任务要求
把区域标注条目中从包含“sel: metal wall panel”的那一行起、一直到条目末尾的部分（首尾均包含）排成 Markdown 表格，列名为“序号”和“条目行”，空行不计入。

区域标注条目
---------------
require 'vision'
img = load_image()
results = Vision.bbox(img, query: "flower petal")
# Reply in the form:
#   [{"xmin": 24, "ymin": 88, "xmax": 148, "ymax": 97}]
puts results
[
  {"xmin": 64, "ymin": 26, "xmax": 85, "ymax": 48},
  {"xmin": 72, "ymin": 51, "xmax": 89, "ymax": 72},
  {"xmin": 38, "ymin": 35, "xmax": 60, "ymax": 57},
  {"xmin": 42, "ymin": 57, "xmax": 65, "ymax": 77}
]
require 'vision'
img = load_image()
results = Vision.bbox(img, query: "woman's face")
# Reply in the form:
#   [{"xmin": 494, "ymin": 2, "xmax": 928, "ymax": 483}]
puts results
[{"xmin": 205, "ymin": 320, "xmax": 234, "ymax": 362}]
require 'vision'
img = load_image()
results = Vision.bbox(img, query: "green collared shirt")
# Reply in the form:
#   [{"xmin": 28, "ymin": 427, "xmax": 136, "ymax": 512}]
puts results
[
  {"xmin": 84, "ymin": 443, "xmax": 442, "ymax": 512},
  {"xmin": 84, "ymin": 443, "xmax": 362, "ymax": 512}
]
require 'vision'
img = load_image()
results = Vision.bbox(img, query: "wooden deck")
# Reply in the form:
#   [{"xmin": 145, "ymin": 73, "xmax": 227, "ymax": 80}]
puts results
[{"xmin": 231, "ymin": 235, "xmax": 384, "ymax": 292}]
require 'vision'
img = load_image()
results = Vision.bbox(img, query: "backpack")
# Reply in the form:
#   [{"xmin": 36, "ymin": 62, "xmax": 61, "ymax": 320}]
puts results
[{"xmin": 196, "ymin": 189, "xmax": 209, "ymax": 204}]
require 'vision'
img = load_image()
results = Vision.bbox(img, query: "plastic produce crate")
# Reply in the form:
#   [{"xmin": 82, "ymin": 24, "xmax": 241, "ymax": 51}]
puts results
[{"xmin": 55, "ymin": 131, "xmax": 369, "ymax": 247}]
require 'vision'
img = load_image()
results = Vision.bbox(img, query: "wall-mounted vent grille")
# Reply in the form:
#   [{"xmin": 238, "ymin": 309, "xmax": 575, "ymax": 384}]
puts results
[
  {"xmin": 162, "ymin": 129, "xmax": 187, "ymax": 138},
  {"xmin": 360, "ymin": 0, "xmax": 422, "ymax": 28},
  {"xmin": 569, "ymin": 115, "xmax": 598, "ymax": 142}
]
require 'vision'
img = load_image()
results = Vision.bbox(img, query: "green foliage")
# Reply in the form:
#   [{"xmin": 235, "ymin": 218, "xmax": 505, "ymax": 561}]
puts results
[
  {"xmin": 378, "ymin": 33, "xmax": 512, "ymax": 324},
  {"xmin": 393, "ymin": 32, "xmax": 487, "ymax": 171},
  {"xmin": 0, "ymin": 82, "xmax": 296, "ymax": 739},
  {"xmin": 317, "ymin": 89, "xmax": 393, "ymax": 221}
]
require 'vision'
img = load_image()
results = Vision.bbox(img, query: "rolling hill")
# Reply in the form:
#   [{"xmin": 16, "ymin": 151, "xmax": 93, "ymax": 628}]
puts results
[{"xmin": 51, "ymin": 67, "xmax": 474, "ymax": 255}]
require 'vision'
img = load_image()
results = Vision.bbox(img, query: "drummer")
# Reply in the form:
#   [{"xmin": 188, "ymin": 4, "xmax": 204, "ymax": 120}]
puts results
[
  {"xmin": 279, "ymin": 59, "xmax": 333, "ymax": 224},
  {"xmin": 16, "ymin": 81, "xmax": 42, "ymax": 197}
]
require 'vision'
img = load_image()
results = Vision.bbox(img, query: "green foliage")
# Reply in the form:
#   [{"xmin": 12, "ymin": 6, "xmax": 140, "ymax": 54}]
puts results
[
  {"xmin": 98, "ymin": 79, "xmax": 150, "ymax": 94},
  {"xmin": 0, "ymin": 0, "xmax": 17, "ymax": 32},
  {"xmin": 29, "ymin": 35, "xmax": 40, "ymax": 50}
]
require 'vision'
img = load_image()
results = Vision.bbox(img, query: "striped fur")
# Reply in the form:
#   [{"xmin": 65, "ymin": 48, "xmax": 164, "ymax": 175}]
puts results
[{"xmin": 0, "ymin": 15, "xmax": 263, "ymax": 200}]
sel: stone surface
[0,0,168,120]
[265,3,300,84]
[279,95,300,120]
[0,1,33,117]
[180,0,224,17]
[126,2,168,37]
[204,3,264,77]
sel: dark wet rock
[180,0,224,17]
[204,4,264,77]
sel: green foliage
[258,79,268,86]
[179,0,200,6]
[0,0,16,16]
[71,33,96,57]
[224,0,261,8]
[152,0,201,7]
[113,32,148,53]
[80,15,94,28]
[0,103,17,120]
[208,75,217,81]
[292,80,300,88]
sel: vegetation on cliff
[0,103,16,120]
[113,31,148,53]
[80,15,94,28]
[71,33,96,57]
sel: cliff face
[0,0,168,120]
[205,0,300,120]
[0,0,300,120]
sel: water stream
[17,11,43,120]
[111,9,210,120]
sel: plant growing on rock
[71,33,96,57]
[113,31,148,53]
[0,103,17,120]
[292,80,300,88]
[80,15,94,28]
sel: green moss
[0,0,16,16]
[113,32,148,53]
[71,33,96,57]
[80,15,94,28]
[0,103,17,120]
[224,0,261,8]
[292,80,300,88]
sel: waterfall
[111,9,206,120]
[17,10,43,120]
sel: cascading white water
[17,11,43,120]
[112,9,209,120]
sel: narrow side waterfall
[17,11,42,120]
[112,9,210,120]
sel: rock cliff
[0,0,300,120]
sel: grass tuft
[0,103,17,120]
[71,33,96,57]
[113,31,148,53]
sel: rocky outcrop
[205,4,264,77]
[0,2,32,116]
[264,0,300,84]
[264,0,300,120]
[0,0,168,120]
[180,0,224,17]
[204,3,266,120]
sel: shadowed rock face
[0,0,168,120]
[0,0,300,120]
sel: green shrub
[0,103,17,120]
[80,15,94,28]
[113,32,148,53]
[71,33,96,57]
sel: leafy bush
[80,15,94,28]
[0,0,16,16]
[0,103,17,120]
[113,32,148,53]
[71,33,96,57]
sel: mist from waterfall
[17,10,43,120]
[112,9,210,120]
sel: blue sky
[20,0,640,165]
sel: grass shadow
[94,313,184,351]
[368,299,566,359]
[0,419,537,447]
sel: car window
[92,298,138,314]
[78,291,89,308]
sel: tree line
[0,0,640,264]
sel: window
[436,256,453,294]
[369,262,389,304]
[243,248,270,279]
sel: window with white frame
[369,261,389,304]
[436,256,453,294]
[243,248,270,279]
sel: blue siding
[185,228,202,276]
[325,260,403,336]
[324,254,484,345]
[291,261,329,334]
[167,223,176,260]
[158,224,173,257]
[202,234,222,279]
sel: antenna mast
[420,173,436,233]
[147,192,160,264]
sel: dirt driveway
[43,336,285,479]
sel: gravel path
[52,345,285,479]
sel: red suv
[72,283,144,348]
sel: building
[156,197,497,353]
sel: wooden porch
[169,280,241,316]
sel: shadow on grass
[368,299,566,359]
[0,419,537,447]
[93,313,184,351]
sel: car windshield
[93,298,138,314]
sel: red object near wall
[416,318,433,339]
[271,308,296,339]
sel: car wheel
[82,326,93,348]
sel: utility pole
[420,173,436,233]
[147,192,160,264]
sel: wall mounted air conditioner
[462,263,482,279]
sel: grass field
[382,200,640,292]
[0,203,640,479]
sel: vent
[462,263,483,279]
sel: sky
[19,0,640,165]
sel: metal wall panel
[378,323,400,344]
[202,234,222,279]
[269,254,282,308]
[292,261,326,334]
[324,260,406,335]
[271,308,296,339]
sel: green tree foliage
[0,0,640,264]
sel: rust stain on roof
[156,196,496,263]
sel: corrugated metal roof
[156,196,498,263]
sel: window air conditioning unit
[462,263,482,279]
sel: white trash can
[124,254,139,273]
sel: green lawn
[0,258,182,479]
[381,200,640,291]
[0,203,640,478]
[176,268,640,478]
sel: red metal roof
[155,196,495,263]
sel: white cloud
---------------
参考答案
| 序号 | 条目行 |
|---|---|
| 1 | sel: metal wall panel |
| 2 | [378,323,400,344] |
| 3 | [202,234,222,279] |
| 4 | [269,254,282,308] |
| 5 | [292,261,326,334] |
| 6 | [324,260,406,335] |
| 7 | [271,308,296,339] |
| 8 | sel: green tree foliage |
| 9 | [0,0,640,264] |
| 10 | sel: rust stain on roof |
| 11 | [156,196,496,263] |
| 12 | sel: corrugated metal roof |
| 13 | [156,196,498,263] |
| 14 | sel: window air conditioning unit |
| 15 | [462,263,482,279] |
| 16 | sel: white trash can |
| 17 | [124,254,139,273] |
| 18 | sel: green lawn |
| 19 | [0,258,182,479] |
| 20 | [381,200,640,291] |
| 21 | [0,203,640,478] |
| 22 | [176,268,640,478] |
| 23 | sel: red metal roof |
| 24 | [155,196,495,263] |
| 25 | sel: white cloud |